* Information supplied
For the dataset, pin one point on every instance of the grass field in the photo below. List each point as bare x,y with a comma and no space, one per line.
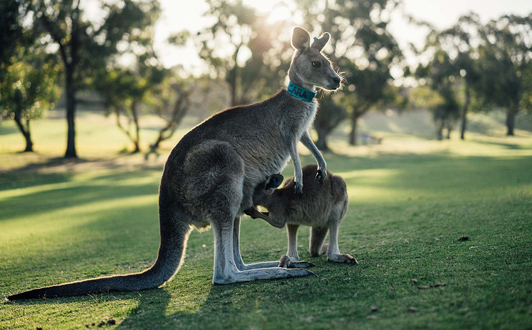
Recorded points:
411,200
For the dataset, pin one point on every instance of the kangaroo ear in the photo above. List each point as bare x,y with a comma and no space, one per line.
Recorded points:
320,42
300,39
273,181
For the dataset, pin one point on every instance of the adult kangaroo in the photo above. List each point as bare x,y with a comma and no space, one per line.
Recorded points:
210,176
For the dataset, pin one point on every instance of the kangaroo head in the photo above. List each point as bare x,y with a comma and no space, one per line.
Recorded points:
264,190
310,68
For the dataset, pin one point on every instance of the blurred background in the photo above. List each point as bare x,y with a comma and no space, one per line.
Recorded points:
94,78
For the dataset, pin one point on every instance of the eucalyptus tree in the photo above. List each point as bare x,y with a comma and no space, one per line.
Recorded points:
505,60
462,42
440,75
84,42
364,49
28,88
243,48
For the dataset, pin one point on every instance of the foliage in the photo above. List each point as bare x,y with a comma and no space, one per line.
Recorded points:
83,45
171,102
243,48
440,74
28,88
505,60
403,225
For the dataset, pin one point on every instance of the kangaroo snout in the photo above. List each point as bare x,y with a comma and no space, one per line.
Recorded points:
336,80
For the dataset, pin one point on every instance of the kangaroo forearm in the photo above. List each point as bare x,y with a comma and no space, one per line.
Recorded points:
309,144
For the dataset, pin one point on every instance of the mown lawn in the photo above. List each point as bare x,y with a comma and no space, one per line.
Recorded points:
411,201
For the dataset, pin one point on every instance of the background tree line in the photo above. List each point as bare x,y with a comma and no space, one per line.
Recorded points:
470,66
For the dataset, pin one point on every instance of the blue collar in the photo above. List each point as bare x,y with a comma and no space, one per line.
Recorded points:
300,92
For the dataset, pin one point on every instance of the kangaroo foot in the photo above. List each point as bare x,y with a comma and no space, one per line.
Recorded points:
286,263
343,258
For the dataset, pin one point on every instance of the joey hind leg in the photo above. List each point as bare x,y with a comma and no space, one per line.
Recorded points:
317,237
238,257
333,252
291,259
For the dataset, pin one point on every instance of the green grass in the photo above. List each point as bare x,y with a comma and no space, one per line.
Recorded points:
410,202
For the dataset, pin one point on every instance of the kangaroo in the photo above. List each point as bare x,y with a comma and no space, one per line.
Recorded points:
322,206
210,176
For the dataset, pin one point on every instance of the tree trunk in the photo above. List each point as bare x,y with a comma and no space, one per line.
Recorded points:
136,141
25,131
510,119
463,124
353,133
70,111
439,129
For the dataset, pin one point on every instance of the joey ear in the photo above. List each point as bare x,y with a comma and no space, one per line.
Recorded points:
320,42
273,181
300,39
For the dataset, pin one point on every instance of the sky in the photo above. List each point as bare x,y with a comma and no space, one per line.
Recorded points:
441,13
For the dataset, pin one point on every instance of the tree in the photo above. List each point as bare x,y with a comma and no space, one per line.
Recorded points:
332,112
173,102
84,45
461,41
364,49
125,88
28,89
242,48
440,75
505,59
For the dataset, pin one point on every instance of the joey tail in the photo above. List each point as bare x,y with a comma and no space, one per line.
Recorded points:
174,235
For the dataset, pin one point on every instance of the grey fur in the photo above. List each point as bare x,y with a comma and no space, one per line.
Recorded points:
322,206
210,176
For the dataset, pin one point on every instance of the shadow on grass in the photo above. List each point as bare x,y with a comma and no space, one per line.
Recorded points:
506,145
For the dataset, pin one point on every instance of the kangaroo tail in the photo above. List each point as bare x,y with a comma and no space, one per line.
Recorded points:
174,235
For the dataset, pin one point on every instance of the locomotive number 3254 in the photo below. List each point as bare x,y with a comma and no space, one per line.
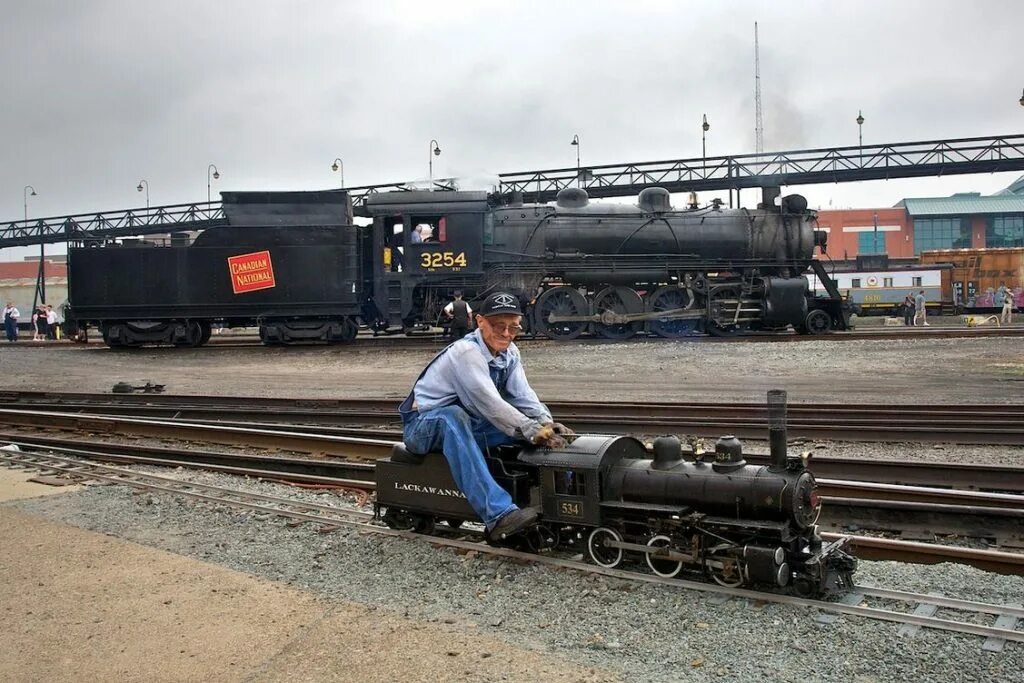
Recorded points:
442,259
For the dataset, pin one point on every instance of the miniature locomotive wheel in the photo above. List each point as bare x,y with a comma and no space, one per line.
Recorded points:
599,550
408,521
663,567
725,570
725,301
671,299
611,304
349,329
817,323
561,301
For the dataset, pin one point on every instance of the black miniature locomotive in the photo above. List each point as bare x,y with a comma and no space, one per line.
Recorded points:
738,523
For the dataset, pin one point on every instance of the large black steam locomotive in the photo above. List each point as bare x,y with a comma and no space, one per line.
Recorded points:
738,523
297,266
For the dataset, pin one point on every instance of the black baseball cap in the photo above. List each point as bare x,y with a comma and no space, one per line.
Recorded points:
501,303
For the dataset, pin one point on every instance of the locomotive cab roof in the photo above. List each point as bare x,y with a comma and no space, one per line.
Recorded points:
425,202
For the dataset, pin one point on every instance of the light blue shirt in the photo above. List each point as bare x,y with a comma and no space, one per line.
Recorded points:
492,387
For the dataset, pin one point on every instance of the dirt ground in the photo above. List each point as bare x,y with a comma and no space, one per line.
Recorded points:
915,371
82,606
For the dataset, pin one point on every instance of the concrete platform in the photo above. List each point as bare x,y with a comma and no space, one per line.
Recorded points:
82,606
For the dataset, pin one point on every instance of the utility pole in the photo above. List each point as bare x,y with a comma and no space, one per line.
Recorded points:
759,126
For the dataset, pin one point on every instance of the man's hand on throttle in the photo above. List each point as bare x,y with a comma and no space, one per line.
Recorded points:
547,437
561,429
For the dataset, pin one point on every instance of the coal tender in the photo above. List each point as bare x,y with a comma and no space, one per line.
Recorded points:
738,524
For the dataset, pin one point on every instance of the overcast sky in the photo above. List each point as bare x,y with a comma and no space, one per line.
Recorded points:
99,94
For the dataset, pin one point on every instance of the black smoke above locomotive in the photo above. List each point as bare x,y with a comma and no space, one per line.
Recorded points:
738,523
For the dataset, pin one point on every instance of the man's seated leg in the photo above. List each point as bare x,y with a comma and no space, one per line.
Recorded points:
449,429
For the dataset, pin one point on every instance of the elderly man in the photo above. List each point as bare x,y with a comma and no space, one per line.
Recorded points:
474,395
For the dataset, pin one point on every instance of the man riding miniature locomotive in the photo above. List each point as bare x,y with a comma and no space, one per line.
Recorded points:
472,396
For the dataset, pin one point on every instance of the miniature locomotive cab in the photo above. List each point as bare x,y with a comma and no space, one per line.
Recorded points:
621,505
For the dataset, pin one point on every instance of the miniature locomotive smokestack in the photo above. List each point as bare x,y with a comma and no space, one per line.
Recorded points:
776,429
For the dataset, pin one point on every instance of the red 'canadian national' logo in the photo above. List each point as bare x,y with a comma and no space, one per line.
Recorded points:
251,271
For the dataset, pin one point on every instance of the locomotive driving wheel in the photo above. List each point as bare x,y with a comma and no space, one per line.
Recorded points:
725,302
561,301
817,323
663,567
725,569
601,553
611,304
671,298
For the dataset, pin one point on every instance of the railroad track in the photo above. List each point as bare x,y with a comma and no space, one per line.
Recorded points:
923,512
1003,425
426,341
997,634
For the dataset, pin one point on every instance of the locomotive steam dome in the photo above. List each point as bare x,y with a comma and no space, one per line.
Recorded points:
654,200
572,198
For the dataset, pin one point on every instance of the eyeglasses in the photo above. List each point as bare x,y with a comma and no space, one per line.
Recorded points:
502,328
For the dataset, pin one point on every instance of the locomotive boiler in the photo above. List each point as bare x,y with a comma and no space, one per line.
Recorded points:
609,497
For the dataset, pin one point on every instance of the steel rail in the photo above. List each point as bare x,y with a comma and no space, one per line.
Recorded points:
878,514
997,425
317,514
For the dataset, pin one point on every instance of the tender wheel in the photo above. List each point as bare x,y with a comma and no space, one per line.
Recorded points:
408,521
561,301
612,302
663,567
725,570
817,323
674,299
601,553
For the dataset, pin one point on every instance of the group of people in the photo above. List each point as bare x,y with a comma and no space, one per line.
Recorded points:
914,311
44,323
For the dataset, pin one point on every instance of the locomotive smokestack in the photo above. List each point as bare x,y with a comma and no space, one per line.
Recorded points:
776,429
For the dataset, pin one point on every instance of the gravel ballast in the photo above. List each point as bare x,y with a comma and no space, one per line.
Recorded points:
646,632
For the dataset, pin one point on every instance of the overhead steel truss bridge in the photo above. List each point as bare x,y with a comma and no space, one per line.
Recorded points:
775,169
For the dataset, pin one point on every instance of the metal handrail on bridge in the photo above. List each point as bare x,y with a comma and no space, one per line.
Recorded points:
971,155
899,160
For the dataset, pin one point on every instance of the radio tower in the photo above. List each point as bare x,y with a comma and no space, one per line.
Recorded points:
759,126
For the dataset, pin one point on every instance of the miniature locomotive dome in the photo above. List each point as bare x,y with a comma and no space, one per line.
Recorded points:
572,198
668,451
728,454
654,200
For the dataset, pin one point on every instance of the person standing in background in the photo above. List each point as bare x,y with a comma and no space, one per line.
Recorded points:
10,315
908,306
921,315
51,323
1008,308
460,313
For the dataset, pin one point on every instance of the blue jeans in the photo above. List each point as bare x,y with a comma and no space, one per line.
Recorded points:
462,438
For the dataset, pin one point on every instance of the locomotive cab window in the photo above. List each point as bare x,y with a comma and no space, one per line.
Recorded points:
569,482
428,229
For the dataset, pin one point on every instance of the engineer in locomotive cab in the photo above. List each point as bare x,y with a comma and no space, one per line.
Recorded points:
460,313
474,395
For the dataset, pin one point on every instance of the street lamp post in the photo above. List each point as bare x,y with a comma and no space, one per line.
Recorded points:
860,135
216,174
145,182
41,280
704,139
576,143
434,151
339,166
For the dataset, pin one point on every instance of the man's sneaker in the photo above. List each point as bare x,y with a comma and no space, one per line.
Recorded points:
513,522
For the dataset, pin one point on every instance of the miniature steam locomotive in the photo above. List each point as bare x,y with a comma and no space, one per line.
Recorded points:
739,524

* What you are asked to do
Look through the data above for the string "tender" and copy every line where it appears.

* Task answer
For the dataset, pin one point on every instance of the coal tender in the photo above. List each point as bare x,y with a comma and no space, one per line.
For the dataset, pin one point on every instance of the tender wheel in the photo above. List each point as bare x,y with a comma and no space, one per line.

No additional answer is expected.